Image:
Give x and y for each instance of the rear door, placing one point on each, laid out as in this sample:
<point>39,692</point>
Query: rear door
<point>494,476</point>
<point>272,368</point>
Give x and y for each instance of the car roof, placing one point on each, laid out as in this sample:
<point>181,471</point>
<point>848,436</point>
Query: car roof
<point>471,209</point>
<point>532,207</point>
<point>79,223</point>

---+---

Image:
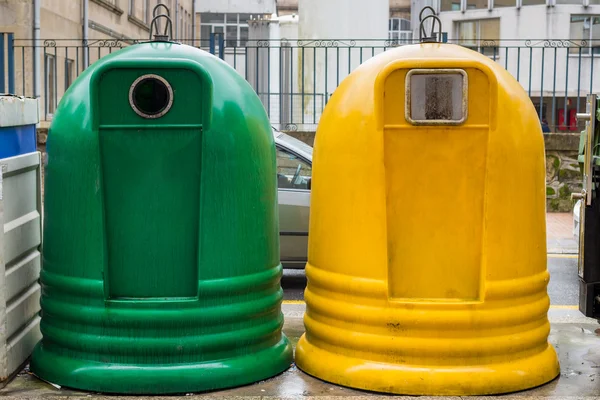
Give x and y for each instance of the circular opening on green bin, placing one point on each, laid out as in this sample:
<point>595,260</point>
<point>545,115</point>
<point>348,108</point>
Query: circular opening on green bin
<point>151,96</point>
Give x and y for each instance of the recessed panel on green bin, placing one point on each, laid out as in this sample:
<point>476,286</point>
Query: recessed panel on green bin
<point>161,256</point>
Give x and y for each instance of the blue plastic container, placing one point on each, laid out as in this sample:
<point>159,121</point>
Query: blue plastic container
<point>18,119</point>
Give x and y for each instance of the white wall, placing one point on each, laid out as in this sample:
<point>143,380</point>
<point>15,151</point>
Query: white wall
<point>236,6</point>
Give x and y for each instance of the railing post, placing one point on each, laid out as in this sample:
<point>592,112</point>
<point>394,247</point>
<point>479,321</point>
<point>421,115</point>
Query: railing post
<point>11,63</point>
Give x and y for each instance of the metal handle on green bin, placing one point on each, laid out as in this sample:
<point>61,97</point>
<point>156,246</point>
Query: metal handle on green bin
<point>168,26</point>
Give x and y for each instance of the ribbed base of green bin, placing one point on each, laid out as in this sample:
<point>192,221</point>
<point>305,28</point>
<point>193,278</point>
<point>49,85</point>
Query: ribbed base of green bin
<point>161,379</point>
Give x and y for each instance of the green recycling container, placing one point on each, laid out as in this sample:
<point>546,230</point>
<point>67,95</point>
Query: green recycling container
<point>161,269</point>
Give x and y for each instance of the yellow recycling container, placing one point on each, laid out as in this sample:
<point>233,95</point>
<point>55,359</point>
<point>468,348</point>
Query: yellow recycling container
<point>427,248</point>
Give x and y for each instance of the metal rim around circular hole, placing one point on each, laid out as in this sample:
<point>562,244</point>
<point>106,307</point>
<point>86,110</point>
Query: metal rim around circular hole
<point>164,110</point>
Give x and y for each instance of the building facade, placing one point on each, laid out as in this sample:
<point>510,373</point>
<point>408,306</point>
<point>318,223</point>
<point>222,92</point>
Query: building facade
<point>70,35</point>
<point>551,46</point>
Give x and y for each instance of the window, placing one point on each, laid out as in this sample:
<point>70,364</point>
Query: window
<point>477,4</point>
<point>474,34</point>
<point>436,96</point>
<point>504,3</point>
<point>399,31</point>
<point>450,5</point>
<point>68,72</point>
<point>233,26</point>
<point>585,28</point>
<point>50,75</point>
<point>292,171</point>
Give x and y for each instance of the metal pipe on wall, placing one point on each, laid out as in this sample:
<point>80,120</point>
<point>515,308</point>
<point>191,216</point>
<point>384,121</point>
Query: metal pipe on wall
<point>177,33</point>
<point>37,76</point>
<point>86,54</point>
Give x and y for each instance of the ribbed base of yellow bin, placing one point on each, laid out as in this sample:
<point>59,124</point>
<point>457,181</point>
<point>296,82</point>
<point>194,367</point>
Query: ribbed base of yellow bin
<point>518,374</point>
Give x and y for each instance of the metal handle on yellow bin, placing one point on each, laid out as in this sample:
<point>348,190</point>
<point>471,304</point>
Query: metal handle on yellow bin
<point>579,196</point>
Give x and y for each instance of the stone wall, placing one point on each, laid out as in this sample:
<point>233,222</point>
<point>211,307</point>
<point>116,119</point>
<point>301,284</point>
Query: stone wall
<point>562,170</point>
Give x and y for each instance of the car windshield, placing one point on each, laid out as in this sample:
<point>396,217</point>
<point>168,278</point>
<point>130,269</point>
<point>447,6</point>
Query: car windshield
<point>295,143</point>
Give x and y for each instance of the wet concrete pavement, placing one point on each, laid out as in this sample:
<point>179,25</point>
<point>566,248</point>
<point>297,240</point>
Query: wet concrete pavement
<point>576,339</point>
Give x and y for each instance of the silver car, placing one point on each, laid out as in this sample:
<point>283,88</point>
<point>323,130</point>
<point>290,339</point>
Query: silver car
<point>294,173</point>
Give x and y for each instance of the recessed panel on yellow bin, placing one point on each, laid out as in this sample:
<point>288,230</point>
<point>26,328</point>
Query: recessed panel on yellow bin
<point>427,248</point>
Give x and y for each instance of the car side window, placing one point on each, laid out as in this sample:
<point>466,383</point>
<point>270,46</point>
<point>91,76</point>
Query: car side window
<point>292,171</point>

---+---

§ Task: Retype, in the same exact form, the lines of the material above from the line holding "the metal handle on yellow" through the line holding "<point>233,222</point>".

§ Answer to this task:
Give x and y for each instance of the metal handle on yellow bin, placing one point on each, laid out as in this sample:
<point>348,190</point>
<point>471,304</point>
Query: metal handle on yellow bin
<point>579,196</point>
Give x and y for each instance of the stone wall, placing one point on each, laid out as in this sample:
<point>233,222</point>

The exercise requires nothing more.